Actions to take
- 1) Using the probability exercises, answer:
(a) How many white balls are in the bag in exercise 1?
(b) What percentage of the factory's items does machine C produce?
(c) How many times is the coin tossed in exercise 7?
- 2) Reproduce the part of the probability exercises between "6.The odds against" and "least 2 heads.", inclusive, with no changes.

Probability Exercises - Weebly



Probability Exercises

1. Suppose we have a bag with 3 red,2 black and 5 white balls. From this bag a ball is drawn and it is returned . What is the probability of drawing

( i ) either a red or a black ball ?

( ii ) either a white or a black ball ?

2. A sub committee of 6 members is to be formed out of a group consisting of 7 men and 4 women. Calculate the probability that the sub committee will consist of ( a ) exactly 2 women and ( b ) at least 2 women ?

3. The probability that A can solve a problem is 4/5, B can solve it is 2/3, and C can solve it is 3/7.If all of them try independently find the probability that ( a ) Problem will be solved ( b ) Problem will not be solved.

4. A bag contains 6 red and 5 blue balls and another bag contains 6 red and 8 blue balls. A ball is drawn from the first bag and without noticing its colour put into the second bag. A ball is then drawn from the second bag. Find the probability that ball drawn is blue.

5.Two cards are drawn from a pack of 52 at random and kept out. Then one card is drawn from the balance 50 cards. Find the probability that it is an ace.

6.The odds against X solving a problem are 8 to 6.The odds in favour of Y solving are 14 to 16. What is the probability that the problem( a ) will not be solved ( b ) will be solved.

7. A coin is tossed 6 times . What is the probability of getting at least 2 heads.

8. Two persons throw a dice alternately till one of them gets a multiple of 3 and wins the game. Find there respective chances of winning.

9. A man simultaneously tosses a coin and throws a die beginning with the coin. What is the probability that he will get a head before he gets a 5 or 6 .

10. Three machines A,B,C produce respectively 50%,30%,20% of the total no of items in a factory. The percentages defective items by these machines are 3%,4%,5% respectively. An item is drawn at random find the probability that item is defective .

11.The probabilities of X,Y,Z becoming managers are 4/9,2/9,1/3 respectively. The probabilities that bonus scheme will be introduced if X,Y,Z, becomes manager are 3/10,1/2,1/5 respectively.

( a ) What is the probability that bonus scheme will be introduced? ( b ) If the bonus is introduced the manager is X.

12. There are 4 boys and 2 girls in room A, and 5 boys and 3 girls in room B. A girl from one of the two room laughed loudly. What is the probability that girl is from room B

13. You observe that your boss is happy with your call is 0.6. When he is happy the probability of acceding to your request is 0.4 whereas if he is unhappy probability of acceding to your request is 0.1.You call one day and he accedes to your request . What is the probability of boss being happy?

Supplied entries

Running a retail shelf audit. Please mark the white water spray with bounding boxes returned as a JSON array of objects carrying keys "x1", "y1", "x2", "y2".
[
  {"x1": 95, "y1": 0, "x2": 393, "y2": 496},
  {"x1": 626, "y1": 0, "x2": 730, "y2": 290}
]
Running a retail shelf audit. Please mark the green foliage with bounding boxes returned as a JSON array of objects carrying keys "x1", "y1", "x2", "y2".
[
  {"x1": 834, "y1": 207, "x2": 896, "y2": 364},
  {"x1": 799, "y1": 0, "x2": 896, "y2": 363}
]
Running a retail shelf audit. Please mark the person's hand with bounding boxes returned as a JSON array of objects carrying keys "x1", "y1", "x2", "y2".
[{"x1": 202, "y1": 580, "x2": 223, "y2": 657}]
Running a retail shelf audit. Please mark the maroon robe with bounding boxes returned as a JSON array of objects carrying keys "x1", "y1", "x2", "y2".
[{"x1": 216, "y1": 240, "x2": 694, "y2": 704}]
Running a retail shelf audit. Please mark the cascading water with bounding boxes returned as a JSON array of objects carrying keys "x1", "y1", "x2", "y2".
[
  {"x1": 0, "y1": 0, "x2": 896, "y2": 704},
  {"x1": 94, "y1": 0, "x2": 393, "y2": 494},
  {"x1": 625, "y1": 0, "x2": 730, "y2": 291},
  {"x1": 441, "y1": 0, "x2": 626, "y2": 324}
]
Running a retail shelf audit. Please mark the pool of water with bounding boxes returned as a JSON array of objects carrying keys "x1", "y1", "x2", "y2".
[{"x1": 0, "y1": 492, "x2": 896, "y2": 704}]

Responses to the tasks
- 1)
(a) 5
(b) 20%
(c) 6 times

- 2)
6.The odds against X solving a problem are 8 to 6.The odds in favour of Y solving are 14 to 16. What is the probability that the problem( a ) will not be solved ( b ) will be solved.

7. A coin is tossed 6 times . What is the probability of getting at least 2 heads.